**What to work on:** Pick out every line of the entries below that contains the word "signal", with case counting, and copy each of those lines.

**Records for the task:**
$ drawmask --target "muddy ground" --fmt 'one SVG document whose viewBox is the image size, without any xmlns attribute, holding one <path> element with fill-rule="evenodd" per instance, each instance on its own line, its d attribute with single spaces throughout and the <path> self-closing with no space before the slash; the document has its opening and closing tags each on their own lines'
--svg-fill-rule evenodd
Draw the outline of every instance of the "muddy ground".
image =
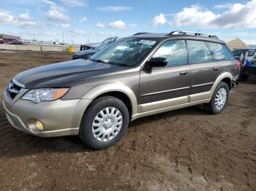
<svg viewBox="0 0 256 191">
<path fill-rule="evenodd" d="M 0 99 L 17 73 L 71 59 L 62 52 L 0 52 Z M 224 112 L 193 106 L 137 120 L 114 147 L 77 136 L 39 138 L 12 128 L 0 105 L 0 190 L 256 190 L 256 78 Z"/>
</svg>

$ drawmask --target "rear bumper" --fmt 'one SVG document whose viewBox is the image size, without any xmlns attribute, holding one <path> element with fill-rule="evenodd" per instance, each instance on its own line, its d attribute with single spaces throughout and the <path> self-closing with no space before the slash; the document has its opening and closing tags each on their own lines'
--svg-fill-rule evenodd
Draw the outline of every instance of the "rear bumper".
<svg viewBox="0 0 256 191">
<path fill-rule="evenodd" d="M 12 126 L 23 132 L 38 136 L 78 135 L 80 121 L 89 100 L 56 100 L 34 104 L 22 100 L 10 101 L 4 94 L 3 106 Z M 36 120 L 44 125 L 39 130 Z"/>
</svg>

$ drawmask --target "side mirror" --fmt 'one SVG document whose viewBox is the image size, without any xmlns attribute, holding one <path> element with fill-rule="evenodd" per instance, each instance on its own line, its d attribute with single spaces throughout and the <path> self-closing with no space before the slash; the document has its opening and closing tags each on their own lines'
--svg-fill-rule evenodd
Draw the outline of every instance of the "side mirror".
<svg viewBox="0 0 256 191">
<path fill-rule="evenodd" d="M 147 69 L 151 69 L 154 67 L 164 67 L 167 64 L 167 61 L 165 58 L 157 57 L 150 59 L 146 65 Z"/>
</svg>

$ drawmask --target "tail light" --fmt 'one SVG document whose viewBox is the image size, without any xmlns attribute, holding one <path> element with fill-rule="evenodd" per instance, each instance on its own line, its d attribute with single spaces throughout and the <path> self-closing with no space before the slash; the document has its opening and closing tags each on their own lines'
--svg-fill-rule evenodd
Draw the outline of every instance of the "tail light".
<svg viewBox="0 0 256 191">
<path fill-rule="evenodd" d="M 241 69 L 241 63 L 238 61 L 236 61 L 236 66 Z"/>
</svg>

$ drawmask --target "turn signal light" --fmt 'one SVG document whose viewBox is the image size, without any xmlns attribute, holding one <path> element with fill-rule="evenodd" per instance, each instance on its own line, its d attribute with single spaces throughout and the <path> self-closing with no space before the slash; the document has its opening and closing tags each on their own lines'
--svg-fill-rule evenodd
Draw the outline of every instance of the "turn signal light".
<svg viewBox="0 0 256 191">
<path fill-rule="evenodd" d="M 36 120 L 35 125 L 38 130 L 39 130 L 41 131 L 44 130 L 44 125 L 42 125 L 42 123 L 40 121 Z"/>
</svg>

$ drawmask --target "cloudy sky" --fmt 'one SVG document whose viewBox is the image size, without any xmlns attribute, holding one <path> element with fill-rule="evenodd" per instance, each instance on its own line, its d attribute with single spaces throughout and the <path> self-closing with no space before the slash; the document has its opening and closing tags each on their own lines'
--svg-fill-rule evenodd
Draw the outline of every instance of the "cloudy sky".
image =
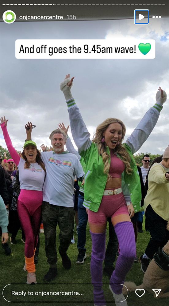
<svg viewBox="0 0 169 306">
<path fill-rule="evenodd" d="M 69 124 L 67 106 L 59 84 L 65 75 L 75 77 L 72 92 L 93 136 L 98 124 L 119 118 L 129 136 L 155 102 L 159 86 L 169 93 L 168 21 L 151 19 L 148 25 L 133 20 L 109 21 L 1 23 L 0 115 L 9 119 L 8 130 L 16 149 L 21 150 L 24 126 L 36 127 L 33 139 L 39 148 L 50 145 L 49 136 L 58 123 Z M 153 39 L 156 57 L 148 60 L 17 59 L 18 39 Z M 169 142 L 169 101 L 139 152 L 162 153 Z M 69 134 L 71 136 L 70 132 Z M 6 148 L 2 131 L 0 145 Z"/>
</svg>

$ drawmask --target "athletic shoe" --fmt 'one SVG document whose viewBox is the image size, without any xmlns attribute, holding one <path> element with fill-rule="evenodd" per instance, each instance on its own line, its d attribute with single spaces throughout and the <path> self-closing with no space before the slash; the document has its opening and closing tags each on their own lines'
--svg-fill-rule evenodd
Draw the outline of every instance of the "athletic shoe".
<svg viewBox="0 0 169 306">
<path fill-rule="evenodd" d="M 44 281 L 49 283 L 54 279 L 57 274 L 56 268 L 49 268 L 49 270 L 44 277 Z"/>
<path fill-rule="evenodd" d="M 141 255 L 139 259 L 139 261 L 141 264 L 141 269 L 143 273 L 145 273 L 150 263 L 150 259 L 147 258 L 144 258 L 143 255 Z"/>
<path fill-rule="evenodd" d="M 15 237 L 12 237 L 11 236 L 10 237 L 10 240 L 11 244 L 17 244 Z"/>
<path fill-rule="evenodd" d="M 113 272 L 114 270 L 114 267 L 105 267 L 103 269 L 103 272 L 109 276 L 109 278 L 111 277 Z"/>
<path fill-rule="evenodd" d="M 71 260 L 68 257 L 66 254 L 66 252 L 64 254 L 61 254 L 60 252 L 60 254 L 62 259 L 62 266 L 65 269 L 68 270 L 71 267 Z"/>
<path fill-rule="evenodd" d="M 6 255 L 10 255 L 11 253 L 11 249 L 8 245 L 8 244 L 7 243 L 2 244 L 2 247 L 4 250 L 5 250 L 5 253 Z"/>
<path fill-rule="evenodd" d="M 121 294 L 116 294 L 113 292 L 110 285 L 109 285 L 109 289 L 113 293 L 116 306 L 127 306 L 126 300 L 122 293 Z"/>
<path fill-rule="evenodd" d="M 138 263 L 139 261 L 139 259 L 138 259 L 138 257 L 137 256 L 136 256 L 136 257 L 135 257 L 135 259 L 134 259 L 134 262 Z"/>
<path fill-rule="evenodd" d="M 86 258 L 86 254 L 84 251 L 83 250 L 79 250 L 79 255 L 78 256 L 77 260 L 76 262 L 76 263 L 84 263 L 84 259 Z"/>
<path fill-rule="evenodd" d="M 74 243 L 75 243 L 75 238 L 74 238 L 74 236 L 73 236 L 71 240 L 71 243 L 72 243 L 72 244 L 74 244 Z"/>
<path fill-rule="evenodd" d="M 27 275 L 27 284 L 37 284 L 36 274 L 34 272 L 28 273 Z"/>
</svg>

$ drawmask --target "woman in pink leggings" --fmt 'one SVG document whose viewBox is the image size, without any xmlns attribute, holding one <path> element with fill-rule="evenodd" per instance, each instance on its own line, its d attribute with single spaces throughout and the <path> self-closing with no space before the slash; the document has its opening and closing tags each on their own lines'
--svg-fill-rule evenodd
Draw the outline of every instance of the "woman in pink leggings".
<svg viewBox="0 0 169 306">
<path fill-rule="evenodd" d="M 78 107 L 71 95 L 74 78 L 66 76 L 60 85 L 69 114 L 71 131 L 78 152 L 86 165 L 83 205 L 88 212 L 92 240 L 90 263 L 95 306 L 105 306 L 102 288 L 102 262 L 105 256 L 107 218 L 111 217 L 120 252 L 110 280 L 109 289 L 117 306 L 127 306 L 122 294 L 125 276 L 136 255 L 133 224 L 124 195 L 127 190 L 137 212 L 140 209 L 140 182 L 133 154 L 141 147 L 156 125 L 165 100 L 159 89 L 157 103 L 147 112 L 125 143 L 125 128 L 119 119 L 109 118 L 97 127 L 91 141 Z M 103 108 L 105 102 L 103 102 Z"/>
<path fill-rule="evenodd" d="M 27 284 L 36 284 L 34 252 L 41 221 L 42 189 L 45 170 L 36 145 L 26 141 L 21 157 L 13 148 L 7 129 L 5 117 L 1 118 L 1 126 L 7 147 L 19 172 L 21 192 L 17 203 L 19 217 L 25 237 L 25 255 L 28 271 Z"/>
</svg>

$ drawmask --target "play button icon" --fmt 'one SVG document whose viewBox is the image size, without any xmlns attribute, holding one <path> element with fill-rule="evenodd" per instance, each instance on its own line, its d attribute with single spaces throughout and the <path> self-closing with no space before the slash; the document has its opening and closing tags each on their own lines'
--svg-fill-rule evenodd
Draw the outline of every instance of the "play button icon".
<svg viewBox="0 0 169 306">
<path fill-rule="evenodd" d="M 149 10 L 135 9 L 134 18 L 135 25 L 148 25 L 149 20 Z"/>
<path fill-rule="evenodd" d="M 144 18 L 144 16 L 141 14 L 139 14 L 139 20 L 141 20 L 142 19 L 143 19 L 143 18 Z"/>
</svg>

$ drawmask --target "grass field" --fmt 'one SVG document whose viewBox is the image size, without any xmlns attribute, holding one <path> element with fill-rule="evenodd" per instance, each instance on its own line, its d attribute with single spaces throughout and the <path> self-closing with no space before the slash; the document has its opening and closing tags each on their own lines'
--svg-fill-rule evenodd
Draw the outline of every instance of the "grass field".
<svg viewBox="0 0 169 306">
<path fill-rule="evenodd" d="M 56 240 L 58 249 L 58 234 L 59 230 L 59 229 L 57 229 L 57 230 L 58 234 Z M 107 233 L 108 232 L 107 231 Z M 38 284 L 28 285 L 25 284 L 26 281 L 26 272 L 23 270 L 24 264 L 24 244 L 21 240 L 21 231 L 20 231 L 16 238 L 17 244 L 16 245 L 11 245 L 9 241 L 9 244 L 12 250 L 11 253 L 9 256 L 6 256 L 4 254 L 4 250 L 2 247 L 0 248 L 0 306 L 11 305 L 15 306 L 25 305 L 29 306 L 46 306 L 46 305 L 47 306 L 93 306 L 93 287 L 92 285 L 90 284 L 90 262 L 91 244 L 88 227 L 86 232 L 87 258 L 84 263 L 82 265 L 77 265 L 75 263 L 78 252 L 76 244 L 77 235 L 75 233 L 75 243 L 74 244 L 70 245 L 67 252 L 71 261 L 71 267 L 69 270 L 65 270 L 62 266 L 61 258 L 59 255 L 57 265 L 58 275 L 55 280 L 50 284 L 44 284 L 43 280 L 44 275 L 48 270 L 49 265 L 47 262 L 45 255 L 44 234 L 40 234 L 38 263 L 36 265 Z M 145 250 L 149 238 L 149 233 L 146 232 L 145 230 L 143 233 L 138 233 L 137 245 L 138 256 L 142 254 Z M 139 285 L 142 283 L 143 277 L 143 274 L 140 270 L 140 264 L 134 263 L 127 276 L 126 280 L 133 281 L 137 285 Z M 103 283 L 108 284 L 109 281 L 108 277 L 103 274 Z M 17 284 L 14 285 L 16 284 Z M 5 286 L 9 284 L 11 285 L 7 286 L 4 289 Z M 90 285 L 82 285 L 83 284 Z M 108 285 L 104 285 L 107 306 L 115 306 L 114 303 L 111 301 L 113 301 L 114 299 L 108 287 Z M 14 295 L 14 292 L 15 294 L 17 292 L 21 292 L 22 291 L 26 293 L 25 297 L 23 296 L 18 297 Z M 52 296 L 42 297 L 39 295 L 44 292 L 53 292 L 60 291 L 78 291 L 82 295 L 78 297 L 75 296 L 64 297 L 62 296 Z M 12 292 L 12 291 L 13 292 Z M 154 293 L 153 291 L 152 293 Z M 31 296 L 31 294 L 33 295 Z M 36 294 L 38 295 L 36 295 Z M 168 305 L 168 299 L 155 299 L 153 297 L 152 294 L 148 293 L 146 292 L 144 295 L 140 298 L 136 295 L 134 292 L 129 293 L 127 300 L 128 306 L 167 306 Z M 59 301 L 60 302 L 52 302 L 56 301 Z M 83 302 L 80 302 L 82 301 Z"/>
</svg>

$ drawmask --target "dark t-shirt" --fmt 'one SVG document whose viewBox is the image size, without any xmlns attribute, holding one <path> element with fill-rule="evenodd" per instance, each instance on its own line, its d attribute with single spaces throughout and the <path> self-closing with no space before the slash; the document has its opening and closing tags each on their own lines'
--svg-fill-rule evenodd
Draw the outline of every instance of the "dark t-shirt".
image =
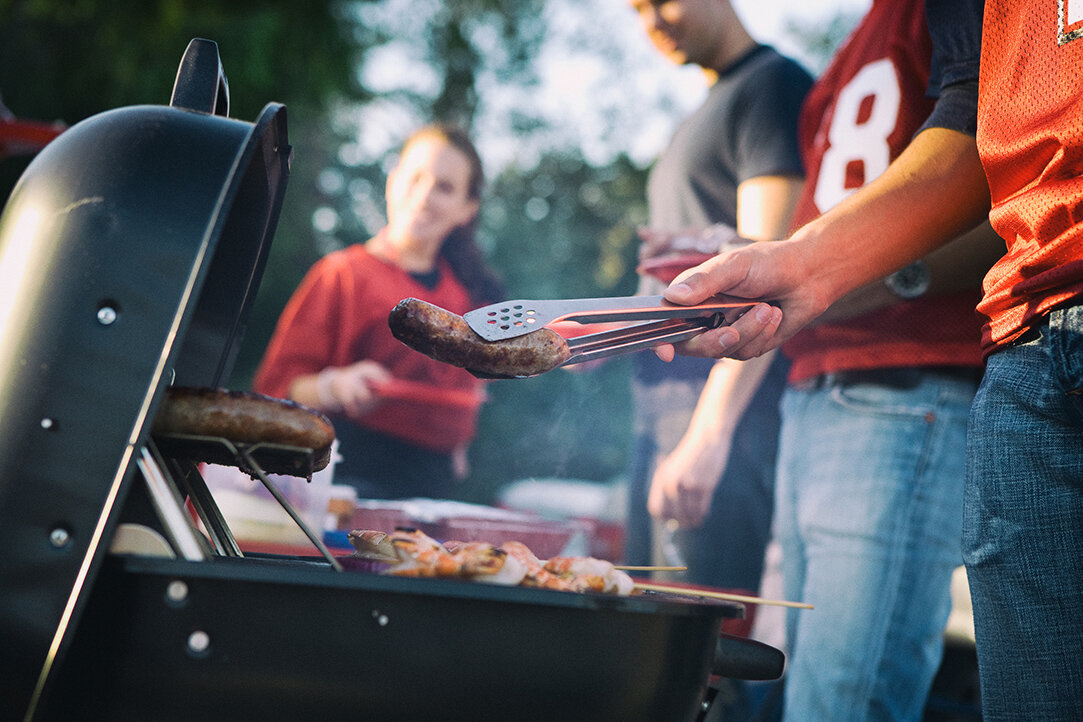
<svg viewBox="0 0 1083 722">
<path fill-rule="evenodd" d="M 798 63 L 769 45 L 756 45 L 710 87 L 707 97 L 674 133 L 651 169 L 650 225 L 663 231 L 736 225 L 738 186 L 760 175 L 801 175 L 797 118 L 812 86 Z M 662 293 L 651 277 L 641 293 Z M 637 354 L 636 378 L 705 379 L 714 359 L 678 356 L 665 364 Z"/>
<path fill-rule="evenodd" d="M 651 170 L 651 227 L 736 225 L 738 185 L 759 175 L 800 175 L 797 116 L 812 78 L 757 45 L 712 86 Z"/>
</svg>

**Result of the task:**
$ drawmask --target "turn signal light" --fmt 'one SVG document whose viewBox is the image size, without any xmlns attribute, holding one <path> element with fill-rule="evenodd" per instance, each instance on its own line, its d attribute with single spaces throughout and the <path> self-closing with no space before the slash; the document has its opening and closing tags each on their own lines'
Draw the outline of every instance of the "turn signal light".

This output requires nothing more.